--- BEGIN THE DATA ---

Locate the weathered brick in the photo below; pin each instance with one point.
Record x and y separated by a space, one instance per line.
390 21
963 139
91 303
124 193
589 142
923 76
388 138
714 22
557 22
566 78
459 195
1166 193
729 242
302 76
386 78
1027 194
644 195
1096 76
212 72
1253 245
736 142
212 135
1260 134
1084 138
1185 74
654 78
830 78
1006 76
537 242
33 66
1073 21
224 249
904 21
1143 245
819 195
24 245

--- END THE DATA ---

TASK TO CARRY OUT: Repeat every line of the records above, word for word and without any change.

TASK RESPONSE:
Locate the weathered brick in the photo below; pin each instance with one point.
Record x and y separated by a space, one instance per line.
390 21
963 139
91 303
124 193
589 142
923 76
388 138
714 22
557 22
566 78
459 195
1166 193
729 242
302 76
386 78
1027 194
644 195
1096 76
212 72
1253 245
736 142
212 135
1260 134
1084 138
1185 74
654 78
830 78
1006 76
537 242
33 66
1073 21
224 249
904 21
1143 245
819 195
24 245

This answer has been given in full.